Arrange everything from the line containing "task: segment the wrinkled fruit" down to the line containing "[[[84,250],[76,241],[63,242],[55,246],[54,256],[83,256]]]", both included, as a Markdown table with the columns Row and Entry. Put a row number in Row and the line itself in Entry, and leave out blank lines.
Start Entries
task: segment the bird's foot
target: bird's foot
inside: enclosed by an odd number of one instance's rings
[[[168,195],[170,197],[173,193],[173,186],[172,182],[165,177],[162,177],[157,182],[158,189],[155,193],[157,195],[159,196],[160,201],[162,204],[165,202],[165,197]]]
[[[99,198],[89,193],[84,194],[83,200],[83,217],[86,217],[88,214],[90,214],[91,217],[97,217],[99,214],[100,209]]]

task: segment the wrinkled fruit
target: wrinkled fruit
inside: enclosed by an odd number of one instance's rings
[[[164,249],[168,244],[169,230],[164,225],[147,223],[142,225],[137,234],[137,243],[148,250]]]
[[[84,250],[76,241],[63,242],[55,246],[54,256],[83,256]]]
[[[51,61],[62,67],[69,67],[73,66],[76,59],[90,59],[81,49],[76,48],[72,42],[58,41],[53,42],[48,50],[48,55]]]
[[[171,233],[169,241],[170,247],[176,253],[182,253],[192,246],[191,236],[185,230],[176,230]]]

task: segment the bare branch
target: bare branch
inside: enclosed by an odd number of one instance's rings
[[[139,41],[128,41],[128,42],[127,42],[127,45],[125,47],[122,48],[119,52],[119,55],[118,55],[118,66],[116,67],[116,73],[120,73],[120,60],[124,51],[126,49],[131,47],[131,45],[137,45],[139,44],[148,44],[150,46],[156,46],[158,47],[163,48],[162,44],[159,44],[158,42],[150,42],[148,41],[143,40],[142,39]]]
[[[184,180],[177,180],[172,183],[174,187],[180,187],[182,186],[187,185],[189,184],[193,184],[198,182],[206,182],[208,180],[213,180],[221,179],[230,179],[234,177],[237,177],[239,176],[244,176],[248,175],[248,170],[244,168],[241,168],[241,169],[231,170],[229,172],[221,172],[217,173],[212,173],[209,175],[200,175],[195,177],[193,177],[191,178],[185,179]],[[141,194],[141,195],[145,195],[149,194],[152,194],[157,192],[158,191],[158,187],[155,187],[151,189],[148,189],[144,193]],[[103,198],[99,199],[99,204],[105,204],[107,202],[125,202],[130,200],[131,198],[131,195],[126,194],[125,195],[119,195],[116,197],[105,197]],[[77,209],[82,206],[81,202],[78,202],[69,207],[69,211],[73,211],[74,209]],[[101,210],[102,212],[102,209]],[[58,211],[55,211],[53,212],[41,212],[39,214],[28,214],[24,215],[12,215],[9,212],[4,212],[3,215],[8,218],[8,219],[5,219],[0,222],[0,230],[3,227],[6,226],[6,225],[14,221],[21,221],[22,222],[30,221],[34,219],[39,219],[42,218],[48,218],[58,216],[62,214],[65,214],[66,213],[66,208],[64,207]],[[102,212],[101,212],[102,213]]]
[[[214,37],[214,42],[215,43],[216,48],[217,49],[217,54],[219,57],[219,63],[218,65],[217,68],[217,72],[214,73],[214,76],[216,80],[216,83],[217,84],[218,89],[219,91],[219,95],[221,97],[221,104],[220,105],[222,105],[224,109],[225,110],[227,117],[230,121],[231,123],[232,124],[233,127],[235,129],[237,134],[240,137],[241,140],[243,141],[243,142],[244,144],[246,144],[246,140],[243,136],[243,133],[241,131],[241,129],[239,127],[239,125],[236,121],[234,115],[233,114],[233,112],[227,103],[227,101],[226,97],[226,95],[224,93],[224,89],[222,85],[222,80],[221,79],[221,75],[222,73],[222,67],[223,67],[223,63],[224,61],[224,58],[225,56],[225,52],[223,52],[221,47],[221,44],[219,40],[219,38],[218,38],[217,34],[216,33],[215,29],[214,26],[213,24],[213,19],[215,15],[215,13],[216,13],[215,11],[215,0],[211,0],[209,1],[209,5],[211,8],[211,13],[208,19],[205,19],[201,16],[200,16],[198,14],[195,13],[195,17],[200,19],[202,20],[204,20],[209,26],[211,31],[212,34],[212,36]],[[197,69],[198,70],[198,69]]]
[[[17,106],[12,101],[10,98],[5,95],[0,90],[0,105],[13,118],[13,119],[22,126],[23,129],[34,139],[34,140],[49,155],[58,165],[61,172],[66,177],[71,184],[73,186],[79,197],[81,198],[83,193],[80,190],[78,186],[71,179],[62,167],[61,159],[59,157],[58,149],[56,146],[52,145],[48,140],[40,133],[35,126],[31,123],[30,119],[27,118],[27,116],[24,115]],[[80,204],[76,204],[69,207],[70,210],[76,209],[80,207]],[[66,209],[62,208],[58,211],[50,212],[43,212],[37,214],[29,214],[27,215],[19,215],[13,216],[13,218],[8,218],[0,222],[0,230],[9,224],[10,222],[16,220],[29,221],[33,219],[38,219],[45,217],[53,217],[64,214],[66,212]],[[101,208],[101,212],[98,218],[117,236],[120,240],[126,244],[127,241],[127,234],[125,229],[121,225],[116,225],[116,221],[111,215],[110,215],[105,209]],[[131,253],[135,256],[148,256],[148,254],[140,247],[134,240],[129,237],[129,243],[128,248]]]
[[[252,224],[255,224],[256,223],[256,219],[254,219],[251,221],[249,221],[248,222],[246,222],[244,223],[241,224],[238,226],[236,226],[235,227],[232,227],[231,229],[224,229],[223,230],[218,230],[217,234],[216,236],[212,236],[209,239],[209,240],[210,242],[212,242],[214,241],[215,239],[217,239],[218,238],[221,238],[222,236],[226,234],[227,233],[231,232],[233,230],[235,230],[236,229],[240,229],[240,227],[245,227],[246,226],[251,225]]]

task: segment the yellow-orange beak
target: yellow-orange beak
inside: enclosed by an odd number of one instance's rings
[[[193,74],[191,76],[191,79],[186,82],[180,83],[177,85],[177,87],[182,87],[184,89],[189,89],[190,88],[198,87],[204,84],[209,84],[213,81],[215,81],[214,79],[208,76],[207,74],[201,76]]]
End Entries
_Expected output_.
| Row | Entry |
|---|---|
| 1 | task: segment the wrinkled fruit |
| 2 | target: wrinkled fruit |
| 3 | inside: enclosed by an odd number of one instance's rings |
| 4 | [[[164,249],[168,244],[169,230],[164,225],[147,223],[142,225],[137,234],[137,243],[148,250]]] |
| 5 | [[[84,250],[76,241],[63,242],[55,246],[54,256],[83,256]]] |